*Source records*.
----

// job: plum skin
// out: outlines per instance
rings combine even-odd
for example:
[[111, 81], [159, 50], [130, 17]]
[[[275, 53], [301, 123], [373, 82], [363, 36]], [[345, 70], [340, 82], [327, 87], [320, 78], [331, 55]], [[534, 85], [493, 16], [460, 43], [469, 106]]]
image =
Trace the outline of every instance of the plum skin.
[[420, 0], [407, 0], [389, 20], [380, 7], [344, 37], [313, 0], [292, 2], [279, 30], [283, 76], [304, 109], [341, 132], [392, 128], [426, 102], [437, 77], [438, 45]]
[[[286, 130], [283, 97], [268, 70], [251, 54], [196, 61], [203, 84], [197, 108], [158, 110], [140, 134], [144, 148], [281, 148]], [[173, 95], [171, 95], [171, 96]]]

----

*DIRECTIONS FOR THIS TASK*. Render every line of the entries above as a JSON list of strings, one string per line, leaving out any blank lines.

*CORRECT ANSWER*.
[
  "// job: plum skin",
  "// out: outlines per instance",
  "rings combine even-odd",
  "for example:",
  "[[111, 81], [159, 50], [130, 17]]",
  "[[[275, 53], [301, 123], [373, 82], [363, 36]], [[345, 70], [340, 82], [327, 87], [320, 78], [331, 55]], [[534, 85], [493, 16], [460, 43], [469, 106]]]",
  "image =",
  "Trace the outline of every instance of the plum skin.",
  "[[420, 0], [407, 0], [389, 20], [380, 7], [344, 37], [313, 0], [292, 2], [279, 30], [283, 76], [304, 109], [341, 132], [392, 128], [426, 102], [437, 77], [438, 45]]",
  "[[[286, 130], [283, 97], [268, 70], [251, 54], [196, 61], [203, 84], [197, 108], [158, 110], [140, 134], [144, 148], [281, 148]], [[173, 95], [171, 95], [171, 96]]]"
]